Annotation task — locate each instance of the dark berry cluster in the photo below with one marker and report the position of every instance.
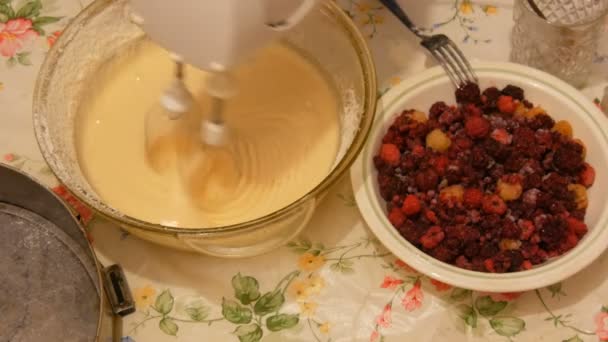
(492, 184)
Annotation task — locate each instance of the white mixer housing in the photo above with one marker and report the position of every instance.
(215, 35)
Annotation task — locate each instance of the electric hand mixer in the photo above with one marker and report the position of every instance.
(214, 36)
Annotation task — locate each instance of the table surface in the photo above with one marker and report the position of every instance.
(335, 282)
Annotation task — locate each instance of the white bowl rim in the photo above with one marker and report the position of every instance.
(363, 180)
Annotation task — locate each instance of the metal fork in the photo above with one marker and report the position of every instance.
(441, 48)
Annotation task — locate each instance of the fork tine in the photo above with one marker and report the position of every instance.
(448, 57)
(444, 65)
(472, 76)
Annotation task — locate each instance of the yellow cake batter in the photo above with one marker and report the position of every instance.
(285, 131)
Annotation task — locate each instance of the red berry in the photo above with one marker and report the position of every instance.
(569, 243)
(493, 204)
(489, 264)
(472, 197)
(527, 229)
(587, 175)
(432, 237)
(472, 110)
(576, 226)
(477, 127)
(411, 205)
(506, 104)
(440, 163)
(501, 135)
(431, 216)
(396, 217)
(418, 151)
(390, 154)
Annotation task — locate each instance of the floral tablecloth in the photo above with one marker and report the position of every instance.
(334, 283)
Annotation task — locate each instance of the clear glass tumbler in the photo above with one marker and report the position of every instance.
(564, 43)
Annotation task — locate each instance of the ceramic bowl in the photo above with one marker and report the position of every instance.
(561, 101)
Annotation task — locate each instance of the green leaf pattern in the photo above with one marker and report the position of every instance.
(281, 321)
(246, 289)
(507, 326)
(249, 333)
(234, 312)
(168, 326)
(269, 302)
(488, 307)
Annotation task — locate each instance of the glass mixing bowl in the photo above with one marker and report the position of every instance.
(327, 36)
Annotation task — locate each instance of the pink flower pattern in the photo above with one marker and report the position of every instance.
(601, 325)
(14, 35)
(390, 282)
(374, 336)
(413, 298)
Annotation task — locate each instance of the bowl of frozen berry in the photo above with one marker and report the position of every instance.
(491, 187)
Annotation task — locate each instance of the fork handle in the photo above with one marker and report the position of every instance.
(398, 12)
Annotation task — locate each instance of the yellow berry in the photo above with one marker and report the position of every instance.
(580, 142)
(563, 127)
(509, 244)
(438, 141)
(580, 195)
(535, 111)
(508, 191)
(418, 116)
(453, 192)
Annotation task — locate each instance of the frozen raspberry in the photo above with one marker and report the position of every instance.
(437, 109)
(390, 154)
(426, 180)
(432, 237)
(527, 229)
(418, 116)
(576, 226)
(411, 205)
(438, 141)
(490, 96)
(568, 157)
(440, 163)
(501, 135)
(563, 127)
(587, 176)
(508, 189)
(431, 216)
(477, 127)
(472, 198)
(489, 264)
(452, 193)
(569, 243)
(493, 204)
(396, 217)
(553, 232)
(506, 104)
(544, 137)
(541, 121)
(472, 110)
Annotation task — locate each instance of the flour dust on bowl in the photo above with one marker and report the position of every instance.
(51, 281)
(103, 73)
(561, 102)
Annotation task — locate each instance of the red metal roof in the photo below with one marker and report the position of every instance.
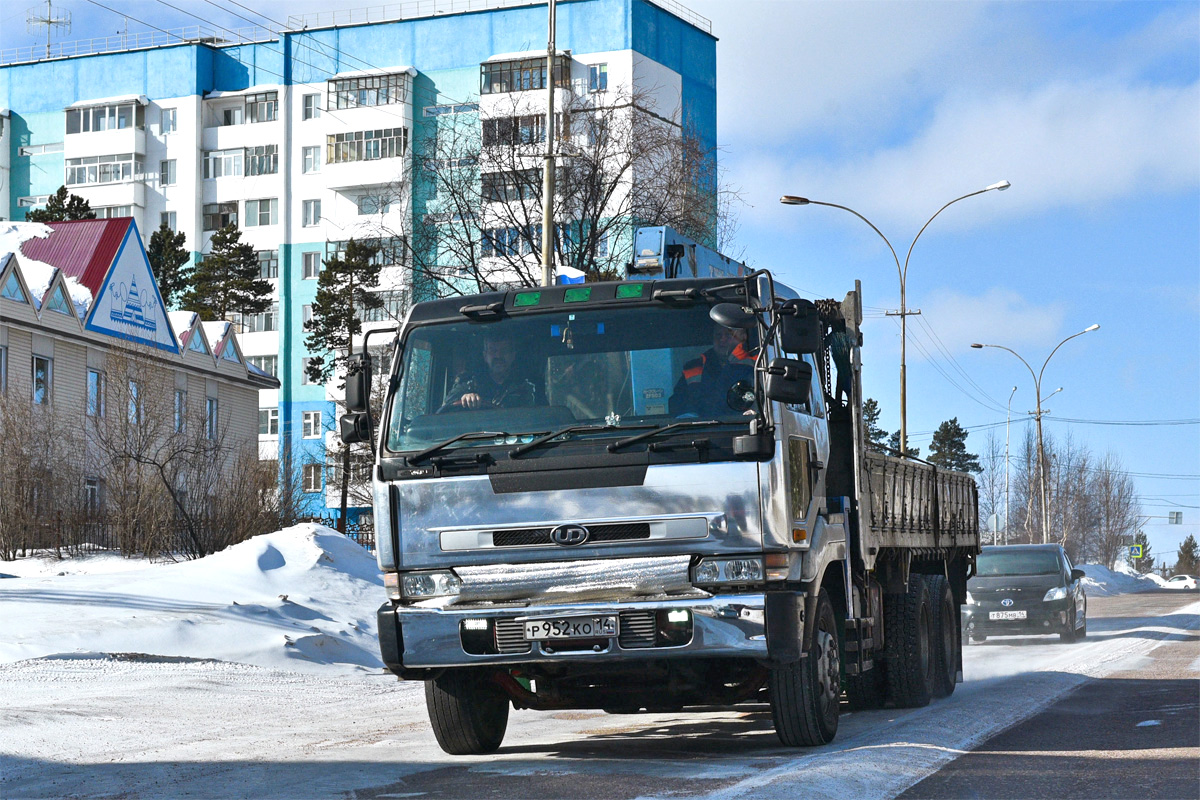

= = = = = = =

| Exercise directions |
From the material above, print everything exactly except the pictures.

| Solution below |
Annotation task — locate each instance of the dark berry cluster in the photo below with one marker and report the position of every instance.
(492, 184)
Annotation task — locate each instance of the white mixer housing in the photo above with one marker and report the position of every instance.
(215, 35)
Annotation task — locate each instance of the electric hand mixer in the photo above with one marker and report the position of every instance.
(214, 36)
Annotation task — locate each instance of the table surface in the photo above with one marker and report the position of every instance.
(335, 282)
Annotation task — locate each instance of the white bowl rim in the photo above with one marker and report the position of every instance.
(363, 180)
Annotation task — locate each instance of the metal fork in the photo above with one marker and report the position of every instance.
(441, 48)
Annotation task — locate each instance of the fork tine in the photo above with one marker and report the position of every instance.
(448, 57)
(444, 65)
(472, 76)
Annotation task — locate each instance of the yellow cake batter in the photo above with one marker and report the position of every instance.
(285, 131)
Annotation task — locate each instance of the red berry in the photo above with one marker and report the position of every instance.
(569, 243)
(493, 204)
(489, 264)
(472, 197)
(527, 229)
(587, 175)
(432, 237)
(472, 110)
(576, 226)
(477, 127)
(411, 205)
(506, 104)
(440, 163)
(501, 135)
(431, 216)
(396, 217)
(418, 151)
(390, 154)
Annotation task — locate each instance of the floral tablecloth in the photo above with one marker and report the position of every instance.
(334, 283)
Annotation task — locate each instance of the clear glass tumbler in the photo above with one marker and report the position of every instance.
(564, 43)
Annotation task — locate each instance of the ceramic bowl in the photo above with one marker and report the position of every instance.
(561, 101)
Annotation task — locate each instance of the green leaf pattern in the photo above with one marker and report the position of every instance.
(281, 321)
(246, 289)
(507, 326)
(249, 333)
(234, 312)
(168, 326)
(269, 302)
(488, 307)
Annotation task — locate each instance of the glass mixing bowl in the photo above with one marker and report the position of every instance.
(327, 36)
Annotation task — locate each instance of the pink flower pattern in the photo above with one marker and report the position of every instance.
(601, 325)
(14, 35)
(390, 282)
(374, 336)
(413, 298)
Annotation task — locate each instance of the bowl of frozen berry in the photo above with one marker and report the position of every instance.
(491, 187)
Annotation task — locate each instance of the fork handle in the photo above with one marker and report the position of every instance.
(398, 12)
Annotation task — locate each instance of the yellow berry in the photo above with one marker and report the position of every instance.
(580, 142)
(563, 127)
(509, 244)
(438, 141)
(580, 195)
(535, 111)
(508, 191)
(418, 116)
(453, 192)
Annotation task — locate each instance of the frozen raspberry in the photo above with one marker and report the position of every instance.
(437, 109)
(390, 154)
(426, 180)
(432, 237)
(527, 229)
(418, 116)
(576, 226)
(411, 205)
(438, 141)
(490, 96)
(568, 157)
(440, 163)
(501, 135)
(563, 127)
(587, 176)
(508, 189)
(431, 216)
(477, 127)
(472, 198)
(489, 264)
(452, 193)
(569, 243)
(493, 204)
(396, 217)
(553, 232)
(506, 104)
(544, 137)
(541, 121)
(472, 110)
Annotation task — locate each instance of the flour dust on bowl in the photo above with one marker and report the position of every instance.
(51, 281)
(103, 73)
(561, 102)
Annotation task — locate each instance of the red metal roof in the photo below with one marker and report the position of every instance.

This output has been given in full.